_本文抜粋_
まずはここ東京で始まるんだ、昨日到着した。『CLUTCH BUCKETツアー』として台湾と北京にも行く予定だよ。とにかく今ここにいれることが嬉しい。こういう経験は初めてだからね。日本に加えて台湾と中国でのお土産話を家族と友人にするのをとても楽しみにしている。

――日本に来るのは今回が初めてですか?

そう、日本は初めてなんだ。中国は広州と上海に行ったことがある。台湾は初めてで、北京の街も初めてだからとても興奮しているよ。

――おそらく世界中で愛されているのだと思いますが、あなたのシューズは日本で大人気です。自分がバスケットボールをするときも必ずコート上に何人も履いている人がいます。シューズを作る過程にはどれくらい関わっているのですか?

あなたが想像できる全てのステップに関わっているよ。シューズの底から、トップのデザイン、ミッドソール、つま先部分、内側のクッション、シューズの見える部分、全てうちのブランディングチームからのインスピレーションだったり、自分の文化、生い立ち、今やっていることに共鳴したことを全て落とし込めていることをとても感謝しているよ。カイリー1から今の3まで大きな進化を遂げてきた。

Kyrie Irving Interview by NBA Japan
インタビュー時、最新作『カイリー3』を左右色違いで着用していたカイリー・アービング Photo by Mizuho Nishio

――選ぶのは難しいかもしれませんが、一番お気に入りのモデルはありますか? やはり一番思い入れがあるのはカイリー1ですか?

位置ラベル付けの記録

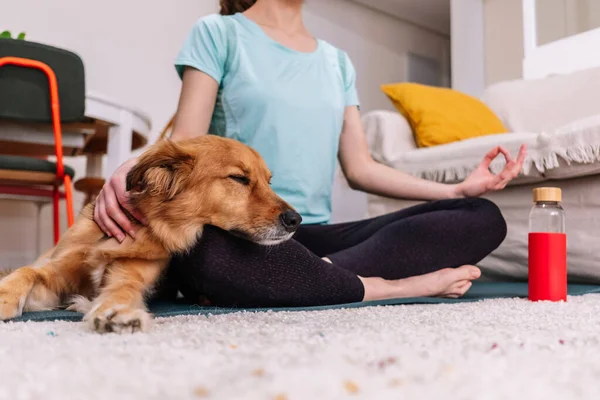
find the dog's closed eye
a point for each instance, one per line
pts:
(244, 180)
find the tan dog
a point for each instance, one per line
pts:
(179, 187)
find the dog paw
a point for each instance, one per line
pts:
(11, 304)
(10, 307)
(119, 319)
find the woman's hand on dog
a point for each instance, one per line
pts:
(108, 212)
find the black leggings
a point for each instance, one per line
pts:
(229, 271)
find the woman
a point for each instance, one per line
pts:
(255, 73)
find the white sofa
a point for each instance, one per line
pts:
(559, 118)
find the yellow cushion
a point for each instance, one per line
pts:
(440, 115)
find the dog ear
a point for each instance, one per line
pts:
(161, 171)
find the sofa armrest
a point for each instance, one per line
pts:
(388, 135)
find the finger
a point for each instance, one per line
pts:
(124, 201)
(137, 214)
(489, 157)
(113, 210)
(97, 218)
(109, 223)
(522, 154)
(506, 154)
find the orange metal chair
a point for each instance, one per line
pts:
(28, 182)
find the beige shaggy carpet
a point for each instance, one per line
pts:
(494, 349)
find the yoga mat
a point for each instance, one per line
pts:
(479, 291)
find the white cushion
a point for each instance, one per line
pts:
(542, 105)
(569, 151)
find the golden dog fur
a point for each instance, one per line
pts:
(179, 187)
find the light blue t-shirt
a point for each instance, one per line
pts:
(287, 105)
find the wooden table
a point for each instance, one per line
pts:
(109, 128)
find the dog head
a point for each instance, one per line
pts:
(181, 186)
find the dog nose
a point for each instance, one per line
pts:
(290, 220)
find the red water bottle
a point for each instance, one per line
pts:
(547, 247)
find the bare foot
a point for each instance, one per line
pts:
(448, 282)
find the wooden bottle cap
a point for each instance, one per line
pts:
(547, 194)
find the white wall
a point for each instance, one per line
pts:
(503, 41)
(128, 48)
(468, 53)
(377, 44)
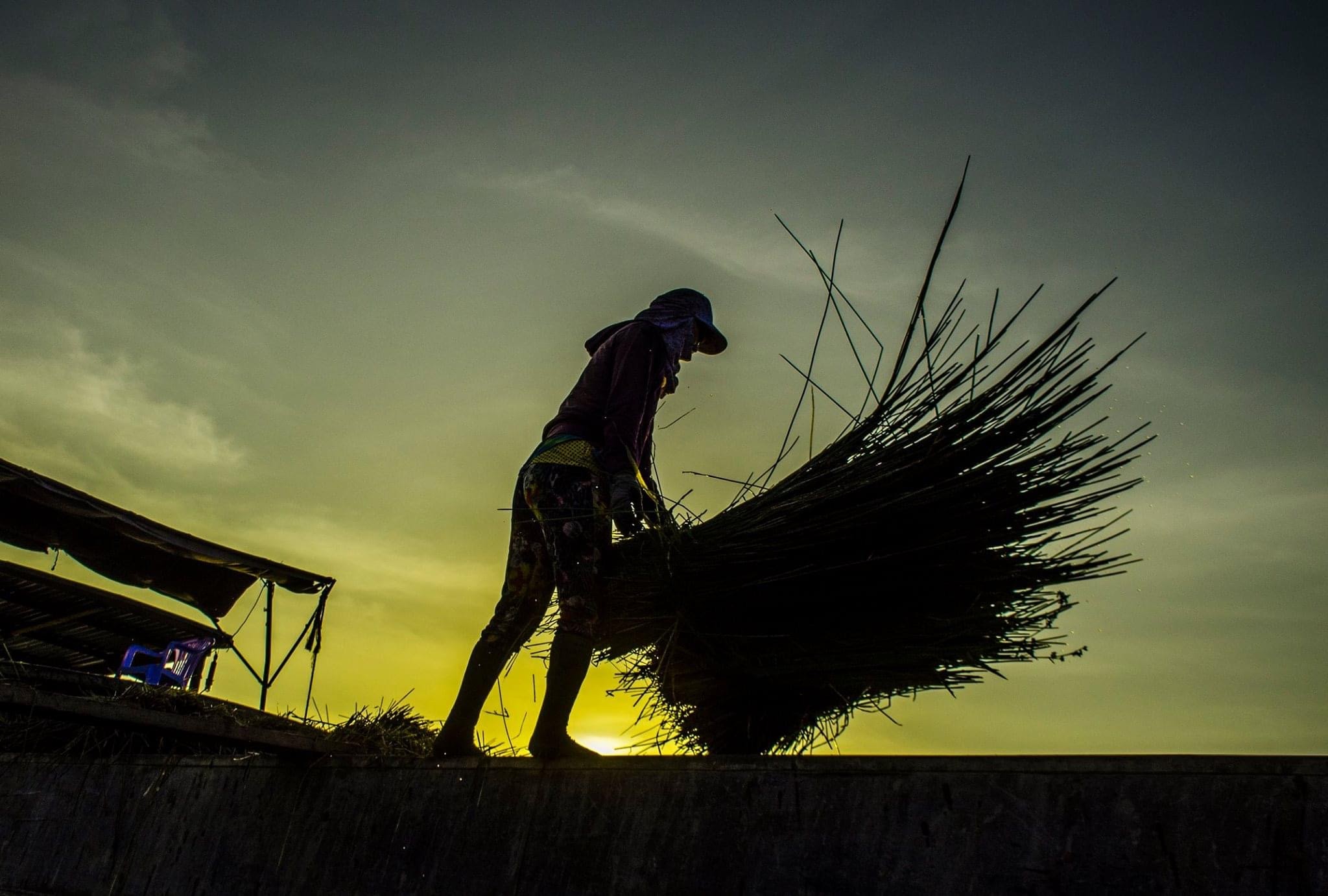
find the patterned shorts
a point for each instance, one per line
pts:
(560, 539)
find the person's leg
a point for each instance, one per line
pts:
(575, 525)
(528, 587)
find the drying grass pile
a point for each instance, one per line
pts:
(925, 546)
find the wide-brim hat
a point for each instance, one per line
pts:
(679, 304)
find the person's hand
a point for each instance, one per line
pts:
(656, 513)
(626, 503)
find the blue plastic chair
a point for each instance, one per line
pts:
(177, 665)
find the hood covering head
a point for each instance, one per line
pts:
(679, 309)
(674, 314)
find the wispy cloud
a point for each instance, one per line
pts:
(732, 246)
(44, 116)
(56, 392)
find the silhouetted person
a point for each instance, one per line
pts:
(590, 471)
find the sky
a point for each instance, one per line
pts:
(309, 281)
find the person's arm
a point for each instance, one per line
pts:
(634, 386)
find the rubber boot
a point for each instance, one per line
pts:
(569, 659)
(457, 737)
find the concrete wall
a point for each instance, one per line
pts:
(917, 825)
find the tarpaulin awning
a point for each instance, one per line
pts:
(38, 513)
(53, 622)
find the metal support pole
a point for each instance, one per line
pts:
(267, 651)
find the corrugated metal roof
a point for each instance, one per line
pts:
(60, 623)
(39, 514)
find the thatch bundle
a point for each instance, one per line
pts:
(922, 547)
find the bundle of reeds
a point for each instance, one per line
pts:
(922, 547)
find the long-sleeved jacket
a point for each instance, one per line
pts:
(613, 404)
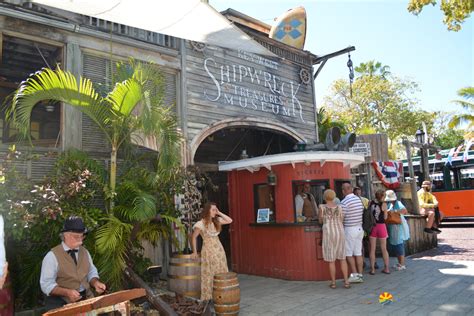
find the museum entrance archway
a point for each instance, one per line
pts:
(234, 143)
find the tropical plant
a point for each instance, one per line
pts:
(325, 123)
(468, 104)
(133, 107)
(141, 205)
(455, 11)
(380, 104)
(373, 68)
(34, 213)
(144, 210)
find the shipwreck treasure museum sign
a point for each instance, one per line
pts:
(253, 88)
(223, 85)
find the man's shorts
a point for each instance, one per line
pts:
(426, 211)
(354, 236)
(397, 250)
(379, 231)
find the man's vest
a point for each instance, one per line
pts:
(309, 206)
(70, 275)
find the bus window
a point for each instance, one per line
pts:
(439, 183)
(467, 178)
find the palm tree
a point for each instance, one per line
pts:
(468, 94)
(132, 107)
(373, 68)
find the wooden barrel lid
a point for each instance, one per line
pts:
(225, 276)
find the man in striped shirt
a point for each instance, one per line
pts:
(353, 211)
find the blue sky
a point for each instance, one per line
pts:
(415, 47)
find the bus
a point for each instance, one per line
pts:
(452, 184)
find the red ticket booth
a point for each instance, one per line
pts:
(277, 245)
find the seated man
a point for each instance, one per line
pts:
(67, 272)
(428, 206)
(305, 203)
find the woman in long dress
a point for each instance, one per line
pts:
(332, 216)
(213, 259)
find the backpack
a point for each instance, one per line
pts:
(368, 219)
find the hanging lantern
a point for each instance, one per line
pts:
(271, 178)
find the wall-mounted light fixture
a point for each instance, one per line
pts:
(49, 107)
(271, 178)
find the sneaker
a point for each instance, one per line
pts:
(355, 278)
(428, 230)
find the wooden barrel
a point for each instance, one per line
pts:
(226, 294)
(185, 275)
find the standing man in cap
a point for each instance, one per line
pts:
(428, 207)
(67, 272)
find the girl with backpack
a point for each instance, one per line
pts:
(378, 208)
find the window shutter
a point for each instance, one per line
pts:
(97, 69)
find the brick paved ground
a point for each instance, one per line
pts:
(437, 282)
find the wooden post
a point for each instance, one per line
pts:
(414, 196)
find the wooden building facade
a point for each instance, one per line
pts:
(229, 104)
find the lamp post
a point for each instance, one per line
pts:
(421, 139)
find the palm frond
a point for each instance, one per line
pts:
(57, 85)
(112, 235)
(465, 104)
(467, 93)
(125, 96)
(153, 232)
(134, 203)
(460, 119)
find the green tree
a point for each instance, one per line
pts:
(455, 11)
(132, 107)
(373, 68)
(141, 205)
(325, 123)
(468, 104)
(380, 103)
(449, 138)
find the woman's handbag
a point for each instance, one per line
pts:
(393, 218)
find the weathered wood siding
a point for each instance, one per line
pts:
(224, 84)
(100, 70)
(378, 145)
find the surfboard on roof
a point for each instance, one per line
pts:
(290, 28)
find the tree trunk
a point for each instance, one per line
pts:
(113, 175)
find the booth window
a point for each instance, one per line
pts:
(264, 198)
(307, 196)
(20, 58)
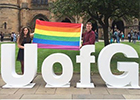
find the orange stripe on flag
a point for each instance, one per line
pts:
(58, 29)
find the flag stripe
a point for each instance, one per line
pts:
(56, 38)
(61, 34)
(58, 47)
(52, 42)
(58, 29)
(58, 24)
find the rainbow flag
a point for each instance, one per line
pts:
(57, 35)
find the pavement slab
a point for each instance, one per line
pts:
(47, 96)
(97, 96)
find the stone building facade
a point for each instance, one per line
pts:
(15, 14)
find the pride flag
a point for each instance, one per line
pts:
(57, 35)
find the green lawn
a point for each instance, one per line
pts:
(43, 53)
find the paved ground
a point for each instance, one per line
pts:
(40, 92)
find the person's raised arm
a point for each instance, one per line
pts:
(19, 45)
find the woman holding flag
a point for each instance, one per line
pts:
(24, 37)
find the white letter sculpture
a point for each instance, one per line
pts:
(130, 77)
(10, 77)
(85, 59)
(50, 77)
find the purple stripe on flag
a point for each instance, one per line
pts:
(58, 47)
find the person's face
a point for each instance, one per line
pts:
(88, 27)
(25, 31)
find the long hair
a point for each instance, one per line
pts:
(21, 36)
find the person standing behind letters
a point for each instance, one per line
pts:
(89, 36)
(24, 37)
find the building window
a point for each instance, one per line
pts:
(40, 2)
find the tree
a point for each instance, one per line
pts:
(99, 10)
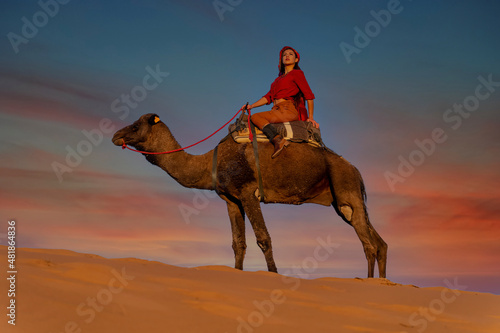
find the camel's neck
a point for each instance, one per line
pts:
(193, 171)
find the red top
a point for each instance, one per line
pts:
(289, 85)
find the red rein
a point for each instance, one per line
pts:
(124, 145)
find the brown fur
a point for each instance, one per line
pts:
(301, 174)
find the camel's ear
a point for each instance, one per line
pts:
(154, 119)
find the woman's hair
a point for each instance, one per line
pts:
(282, 66)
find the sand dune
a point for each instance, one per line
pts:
(63, 291)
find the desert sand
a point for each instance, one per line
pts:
(63, 291)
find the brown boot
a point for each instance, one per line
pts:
(279, 144)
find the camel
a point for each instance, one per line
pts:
(301, 174)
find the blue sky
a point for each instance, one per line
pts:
(441, 222)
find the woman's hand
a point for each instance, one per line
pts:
(247, 106)
(315, 124)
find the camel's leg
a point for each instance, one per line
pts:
(381, 250)
(355, 214)
(237, 217)
(251, 205)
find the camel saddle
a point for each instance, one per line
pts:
(294, 131)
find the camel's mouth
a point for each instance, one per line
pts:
(117, 140)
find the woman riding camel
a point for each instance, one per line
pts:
(288, 93)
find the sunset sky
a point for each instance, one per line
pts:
(409, 92)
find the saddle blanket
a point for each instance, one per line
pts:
(294, 131)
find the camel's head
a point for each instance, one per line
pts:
(138, 132)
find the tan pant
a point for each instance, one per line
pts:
(280, 113)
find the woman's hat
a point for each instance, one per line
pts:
(281, 57)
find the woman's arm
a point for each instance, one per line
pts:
(260, 102)
(310, 107)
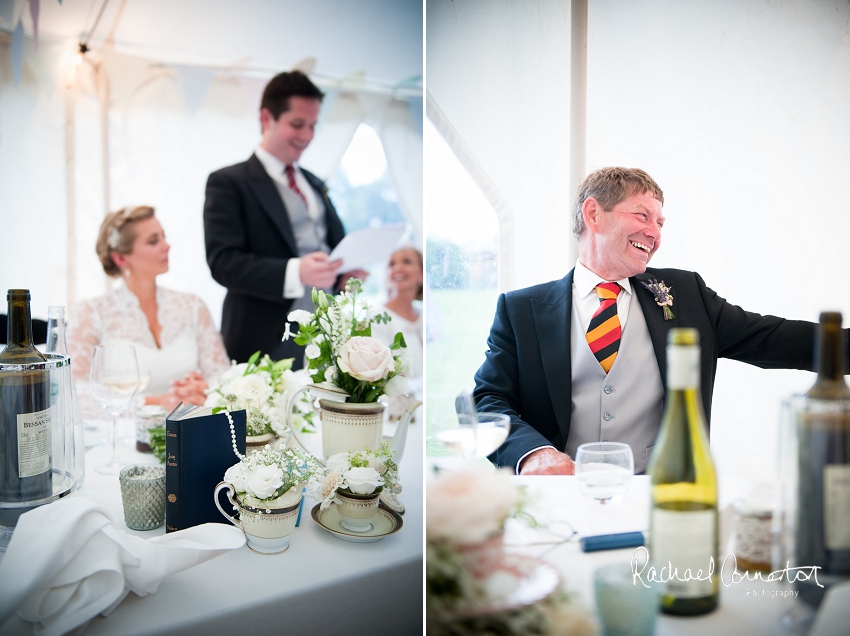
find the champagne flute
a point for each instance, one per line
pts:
(114, 381)
(604, 471)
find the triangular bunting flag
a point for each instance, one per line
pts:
(34, 13)
(16, 52)
(415, 106)
(7, 11)
(194, 81)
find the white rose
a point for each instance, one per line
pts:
(363, 480)
(244, 386)
(235, 475)
(366, 358)
(396, 386)
(300, 316)
(469, 505)
(263, 481)
(338, 462)
(377, 463)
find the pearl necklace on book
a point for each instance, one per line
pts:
(233, 435)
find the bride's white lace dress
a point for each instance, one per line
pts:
(189, 340)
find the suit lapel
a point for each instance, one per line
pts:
(552, 326)
(655, 323)
(266, 192)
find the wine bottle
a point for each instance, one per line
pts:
(823, 490)
(57, 343)
(683, 521)
(25, 415)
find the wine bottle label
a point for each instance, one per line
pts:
(34, 443)
(681, 547)
(836, 506)
(682, 367)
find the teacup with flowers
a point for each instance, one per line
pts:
(353, 482)
(349, 368)
(268, 489)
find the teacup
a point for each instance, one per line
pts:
(357, 512)
(267, 524)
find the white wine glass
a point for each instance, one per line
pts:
(114, 380)
(474, 436)
(604, 471)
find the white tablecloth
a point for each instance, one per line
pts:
(321, 585)
(746, 608)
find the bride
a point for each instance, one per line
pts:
(176, 342)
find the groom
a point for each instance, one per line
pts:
(572, 364)
(269, 226)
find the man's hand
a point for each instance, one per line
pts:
(547, 461)
(317, 271)
(354, 273)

_課題一覧_
1. 本文抜粋で、シューズ作りにおいて関わっている部分として挙げられているものをすべて書き出しなさい。
2. 本文抜粋について、次の問いに答えなさい。
(a) 話し手が昨日到着した都市はどこか。
(b) ツアーは何という名前か。
(c) 話し手が以前に訪れたことのある中国の都市はどこか。

_解答例_
1. 底、トップのデザイン、ミッドソール、つま先部分、内側のクッション、シューズの見える部分

2.
(a) 東京
(b) 『CLUTCH BUCKETツアー』
(c) 広州と上海